Majority of applications are from Russia (3.69 Million), China (2.82 Million) and India (1.08 Million). We can expect a higher number of visa applications from countries with higher population. We can normalize this data by country population in 2018 data from world bank to get the visa application rate per 100,000 people.

#Application rate per country
population_18 <- read_csv("2018-population.csv")
## Parsed with column specification:
## cols(
##   `Country Name` = col_character(),
##   `Country Code` = col_character(),
##   `Series Name` = col_character(),
##   `Series Code` = col_character(),
##   `2018 [YR2018]` = col_character()
## )
# Transforming population data into a format similar to other data
population_18 <- population_18 %>% 
  select(`Country Name`, `2018 [YR2018]`) %>%
  rename(country = `Country Name`, population = `2018 [YR2018]`) %>%
  transform(country = str_to_upper(country),
            population = as.numeric(population)) %>%
  mutate(country = recode(country,
                          `CONGO, DEM. REP.` = "CONGO (DEMOCRATIC REPUBLIC)",
                          `CONGO, REP.` = "CONGO (BRAZZAVILLE)",
                          `UNITED STATES` = "USA",
                          `VENEZUELA, RB` = "VENEZUELA",
                          `IRAN, ISLAMIC REP.` = "IRAN",
                          `EGYPT, ARAB REP.` = "EGYPT",
                          `SYRIAN ARAB REPUBLIC` = "SYRIA",
                          `KYRGYZ REPUBLIC` = "KYRGYZSTAN",
                          `KOREA, REP.` = "SOUTH KOREA",
                          `KOREA, DEM. PEOPLE’S REP.` = "NORTH KOREA"))
## Warning in eval(substitute(list(...)), `_data`, parent.frame()): NAs
## introduced by coercion
#Keeping only those countries that we need
population_18 <- population_18 %>%
  semi_join(schengen_18, by = c("country" = "consulate_country"))

schengen_18 %>%
  group_by(consulate_country) %>%
  summarise(applications = sum(applied, na.rm = T)) %>%
  left_join(population_18, by = c("consulate_country" = "country")) %>%
  mutate(application_rate = 100000 * applications/population) %>%
  right_join(., world_map, by = c("consulate_country" = "region")) %>% 
  ggplot() + 
  geom_map(map = world_map, mapping = aes(map_id = consulate_country, fill = application_rate)) +
  expand_limits(x = world_map$long, y = world_map$lat) +
  scale_fill_distiller(palette = 1, direction = 1) +
  labs(x = "Longitude", y = "Latitude",
       title = "Schengen Visa applications per 100,000 people")

★ ★ ★ ★ ★ ★ ★

[TASK SET]:
**a)** List every column name in the parsed column specification of the Schengen visa excerpt.
**b)** Write the next part of the Schengen visa excerpt, picking up after its last line.
The items after this are separate from the Schengen visa excerpt.

★ ★ ★ ★ ★ ★ ★

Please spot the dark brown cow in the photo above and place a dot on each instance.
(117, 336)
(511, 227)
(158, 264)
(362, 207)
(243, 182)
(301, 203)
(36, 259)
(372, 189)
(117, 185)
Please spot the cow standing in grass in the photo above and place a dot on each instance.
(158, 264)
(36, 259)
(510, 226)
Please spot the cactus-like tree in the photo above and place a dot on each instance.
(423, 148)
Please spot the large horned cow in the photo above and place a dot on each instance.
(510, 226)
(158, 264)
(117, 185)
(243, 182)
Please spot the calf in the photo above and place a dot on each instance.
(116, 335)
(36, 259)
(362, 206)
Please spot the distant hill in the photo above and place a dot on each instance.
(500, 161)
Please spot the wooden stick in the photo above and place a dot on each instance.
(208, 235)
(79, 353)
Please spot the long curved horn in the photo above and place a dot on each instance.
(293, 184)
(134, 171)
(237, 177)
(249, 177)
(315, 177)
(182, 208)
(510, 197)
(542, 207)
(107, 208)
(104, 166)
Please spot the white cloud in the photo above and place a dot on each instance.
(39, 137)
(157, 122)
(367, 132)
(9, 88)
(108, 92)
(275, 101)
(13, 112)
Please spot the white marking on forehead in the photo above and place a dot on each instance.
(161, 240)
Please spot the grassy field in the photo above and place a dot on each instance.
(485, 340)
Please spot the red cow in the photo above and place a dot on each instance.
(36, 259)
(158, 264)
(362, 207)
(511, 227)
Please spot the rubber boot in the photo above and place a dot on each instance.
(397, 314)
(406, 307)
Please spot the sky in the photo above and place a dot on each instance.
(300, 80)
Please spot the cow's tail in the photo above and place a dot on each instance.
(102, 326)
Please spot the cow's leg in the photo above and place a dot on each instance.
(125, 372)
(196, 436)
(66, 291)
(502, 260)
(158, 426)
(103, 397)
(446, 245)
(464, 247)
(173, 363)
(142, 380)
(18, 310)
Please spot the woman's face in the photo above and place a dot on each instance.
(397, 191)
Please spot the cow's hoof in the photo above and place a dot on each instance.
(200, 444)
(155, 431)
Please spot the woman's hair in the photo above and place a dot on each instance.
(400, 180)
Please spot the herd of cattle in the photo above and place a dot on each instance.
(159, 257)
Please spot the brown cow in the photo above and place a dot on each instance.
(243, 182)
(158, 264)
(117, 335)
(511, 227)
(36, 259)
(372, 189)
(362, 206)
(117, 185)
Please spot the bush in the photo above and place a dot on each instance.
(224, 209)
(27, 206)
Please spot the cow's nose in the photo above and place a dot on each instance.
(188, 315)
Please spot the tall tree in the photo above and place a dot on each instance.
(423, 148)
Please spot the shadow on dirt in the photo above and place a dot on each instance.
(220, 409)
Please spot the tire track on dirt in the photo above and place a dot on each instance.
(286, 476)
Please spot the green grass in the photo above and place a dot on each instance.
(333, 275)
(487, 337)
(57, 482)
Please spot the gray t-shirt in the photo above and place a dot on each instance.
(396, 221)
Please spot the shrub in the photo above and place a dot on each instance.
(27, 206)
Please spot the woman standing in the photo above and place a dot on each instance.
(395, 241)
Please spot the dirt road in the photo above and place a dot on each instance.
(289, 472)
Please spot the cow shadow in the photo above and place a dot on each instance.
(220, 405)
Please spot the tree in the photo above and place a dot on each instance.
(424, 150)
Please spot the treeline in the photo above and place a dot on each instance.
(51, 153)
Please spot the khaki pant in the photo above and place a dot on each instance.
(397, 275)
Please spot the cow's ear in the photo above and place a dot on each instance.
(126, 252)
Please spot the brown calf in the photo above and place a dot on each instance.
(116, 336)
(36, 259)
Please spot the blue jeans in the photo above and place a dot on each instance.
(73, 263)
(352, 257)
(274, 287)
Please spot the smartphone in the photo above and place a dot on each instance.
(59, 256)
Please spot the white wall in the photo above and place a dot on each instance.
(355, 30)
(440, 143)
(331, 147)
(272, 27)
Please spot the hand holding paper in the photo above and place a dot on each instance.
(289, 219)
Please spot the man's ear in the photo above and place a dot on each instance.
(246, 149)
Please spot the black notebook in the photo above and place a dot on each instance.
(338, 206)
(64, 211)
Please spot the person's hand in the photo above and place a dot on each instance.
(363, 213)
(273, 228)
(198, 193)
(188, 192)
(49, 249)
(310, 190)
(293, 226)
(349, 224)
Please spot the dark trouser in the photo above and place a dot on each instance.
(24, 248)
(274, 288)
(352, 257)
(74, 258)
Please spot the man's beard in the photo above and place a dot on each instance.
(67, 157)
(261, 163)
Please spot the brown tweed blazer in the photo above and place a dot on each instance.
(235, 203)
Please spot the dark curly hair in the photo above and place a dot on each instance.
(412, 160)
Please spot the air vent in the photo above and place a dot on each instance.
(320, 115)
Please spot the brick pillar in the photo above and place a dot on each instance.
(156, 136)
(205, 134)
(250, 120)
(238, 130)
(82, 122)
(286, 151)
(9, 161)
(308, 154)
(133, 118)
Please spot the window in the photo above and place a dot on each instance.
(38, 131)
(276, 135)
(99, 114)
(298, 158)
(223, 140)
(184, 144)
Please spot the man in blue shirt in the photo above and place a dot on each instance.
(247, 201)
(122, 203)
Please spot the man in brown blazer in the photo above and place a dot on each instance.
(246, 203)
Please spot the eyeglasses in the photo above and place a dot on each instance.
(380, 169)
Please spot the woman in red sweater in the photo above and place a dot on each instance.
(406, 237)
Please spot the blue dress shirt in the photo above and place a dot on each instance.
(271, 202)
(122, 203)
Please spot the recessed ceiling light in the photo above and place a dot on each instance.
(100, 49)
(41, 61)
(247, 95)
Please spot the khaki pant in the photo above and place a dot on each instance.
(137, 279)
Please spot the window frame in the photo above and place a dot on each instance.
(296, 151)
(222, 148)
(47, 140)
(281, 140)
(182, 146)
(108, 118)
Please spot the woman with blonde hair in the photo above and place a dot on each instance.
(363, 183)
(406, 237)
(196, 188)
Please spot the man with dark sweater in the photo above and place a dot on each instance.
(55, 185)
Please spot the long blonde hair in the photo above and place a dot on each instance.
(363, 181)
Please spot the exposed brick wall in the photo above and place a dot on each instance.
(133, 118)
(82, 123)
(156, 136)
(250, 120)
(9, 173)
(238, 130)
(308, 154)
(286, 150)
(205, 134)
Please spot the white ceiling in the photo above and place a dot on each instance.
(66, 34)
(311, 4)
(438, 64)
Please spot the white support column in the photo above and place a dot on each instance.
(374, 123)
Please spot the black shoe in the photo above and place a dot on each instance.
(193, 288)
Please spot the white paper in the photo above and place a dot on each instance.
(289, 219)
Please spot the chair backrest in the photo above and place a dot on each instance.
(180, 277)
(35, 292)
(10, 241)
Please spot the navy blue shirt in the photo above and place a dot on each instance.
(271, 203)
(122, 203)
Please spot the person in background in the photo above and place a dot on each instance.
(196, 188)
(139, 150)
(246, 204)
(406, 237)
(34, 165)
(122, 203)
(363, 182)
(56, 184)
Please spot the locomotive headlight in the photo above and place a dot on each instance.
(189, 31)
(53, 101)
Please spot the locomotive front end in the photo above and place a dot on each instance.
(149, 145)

★ ★ ★ ★ ★ ★ ★

[REPLIES]:
**a)** Country Name, Country Code, Series Name, Series Code, 2018 [YR2018]

**b)**
#Application rate by population
schengen_18 %>%
  group_by(consulate_country) %>%
  summarise(applications = sum(applied, na.rm = T)) %>%
  left_join(population_18, by = c("consulate_country" = "country")) %>%
  mutate(application_rate = 100000 * applications/population) %>%
  top_n(20, application_rate) %>%
  ggplot(mapping = aes(x = reorder(consulate_country, application_rate),
                       y = application_rate)) +
  geom_point(col = "red") +
  geom_segment(aes(x = consulate_country, xend = consulate_country, 
                   y = 0, yend = application_rate)) +
  coord_flip() +
  labs(x = "Country", y = "Applications", title = "Applications per 100,000 people")

We can see that countries with smaller population like Belarus, Kosovo, Kuwait, Russia have a higher visa application rate per 100,000 people. But Russia is still at the 6th position. A lot of people from Russia apply for schengen visas!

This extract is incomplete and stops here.